-- Problem statement --
Among the records that follow, set down only the lines from the one containing "Target: gray metal facade" to the one containing "Task: Could you identify the glass window", both included, exactly.

-- Material for this exercise --

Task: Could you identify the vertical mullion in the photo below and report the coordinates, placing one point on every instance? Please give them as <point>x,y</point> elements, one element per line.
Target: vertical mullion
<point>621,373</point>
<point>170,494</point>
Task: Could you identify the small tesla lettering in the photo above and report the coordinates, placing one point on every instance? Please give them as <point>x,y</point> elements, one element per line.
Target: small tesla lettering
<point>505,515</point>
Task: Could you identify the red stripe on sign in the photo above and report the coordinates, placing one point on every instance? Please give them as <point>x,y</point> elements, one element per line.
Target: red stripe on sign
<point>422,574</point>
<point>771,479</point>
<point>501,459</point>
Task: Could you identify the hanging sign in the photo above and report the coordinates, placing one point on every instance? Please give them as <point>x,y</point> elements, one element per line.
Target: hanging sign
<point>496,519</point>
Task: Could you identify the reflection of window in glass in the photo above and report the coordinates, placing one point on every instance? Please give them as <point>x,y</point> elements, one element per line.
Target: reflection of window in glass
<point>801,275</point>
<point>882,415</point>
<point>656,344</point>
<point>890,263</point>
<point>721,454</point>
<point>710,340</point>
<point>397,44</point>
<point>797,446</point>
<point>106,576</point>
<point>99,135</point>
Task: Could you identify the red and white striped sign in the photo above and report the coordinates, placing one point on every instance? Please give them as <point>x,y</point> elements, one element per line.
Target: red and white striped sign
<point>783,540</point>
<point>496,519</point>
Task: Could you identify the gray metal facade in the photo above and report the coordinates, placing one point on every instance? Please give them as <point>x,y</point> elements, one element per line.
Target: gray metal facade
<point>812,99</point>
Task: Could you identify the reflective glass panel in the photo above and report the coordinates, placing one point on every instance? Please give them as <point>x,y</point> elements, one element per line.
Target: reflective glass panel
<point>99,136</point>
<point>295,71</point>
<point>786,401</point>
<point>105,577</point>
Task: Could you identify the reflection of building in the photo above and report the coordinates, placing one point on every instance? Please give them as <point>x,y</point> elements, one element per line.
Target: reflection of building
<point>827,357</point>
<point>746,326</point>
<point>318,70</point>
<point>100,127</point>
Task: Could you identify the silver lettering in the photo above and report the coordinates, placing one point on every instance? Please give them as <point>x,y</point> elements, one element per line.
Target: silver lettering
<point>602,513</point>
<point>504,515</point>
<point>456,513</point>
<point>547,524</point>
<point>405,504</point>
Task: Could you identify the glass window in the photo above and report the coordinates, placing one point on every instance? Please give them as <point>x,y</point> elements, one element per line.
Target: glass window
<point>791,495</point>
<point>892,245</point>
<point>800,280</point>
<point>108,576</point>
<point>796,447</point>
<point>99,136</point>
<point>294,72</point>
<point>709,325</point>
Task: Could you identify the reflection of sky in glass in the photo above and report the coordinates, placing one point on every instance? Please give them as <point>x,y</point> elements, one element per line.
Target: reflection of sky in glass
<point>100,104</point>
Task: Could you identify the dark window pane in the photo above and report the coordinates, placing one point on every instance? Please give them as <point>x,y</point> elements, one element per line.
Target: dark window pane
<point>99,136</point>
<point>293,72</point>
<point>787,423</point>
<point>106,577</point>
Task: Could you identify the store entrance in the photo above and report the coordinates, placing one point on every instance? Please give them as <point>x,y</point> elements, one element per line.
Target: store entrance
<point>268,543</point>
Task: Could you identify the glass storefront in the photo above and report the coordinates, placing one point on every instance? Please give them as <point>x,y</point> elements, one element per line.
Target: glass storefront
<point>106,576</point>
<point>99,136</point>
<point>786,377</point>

-- Exercise solution --
Target: gray metal facade
<point>812,99</point>
Task: Could you identify the reflective glass panel in the photo above and report the coordinates, placing one point on every instance? Please give them as <point>x,y</point> elements, one element per line.
Target: reflective glass panel
<point>99,136</point>
<point>295,71</point>
<point>786,401</point>
<point>105,577</point>
Task: Could you identify the reflection of building in the photo above and report the coordinates, placing one point on every instance? Please give them as <point>x,y</point> elements, one element per line.
Target: reflection of building
<point>827,357</point>
<point>746,326</point>
<point>318,70</point>
<point>100,127</point>
Task: Could you identify the silver lettering in the photo above and report the coordinates, placing one point on every instance? Please give them as <point>x,y</point> elements, one element per line.
Target: silver lettering
<point>602,513</point>
<point>504,515</point>
<point>456,513</point>
<point>547,524</point>
<point>405,504</point>
Task: Could you identify the glass window in the photo above and report the coordinates, placing one point on every instance? Please give them as <point>x,y</point> elements, one element per line.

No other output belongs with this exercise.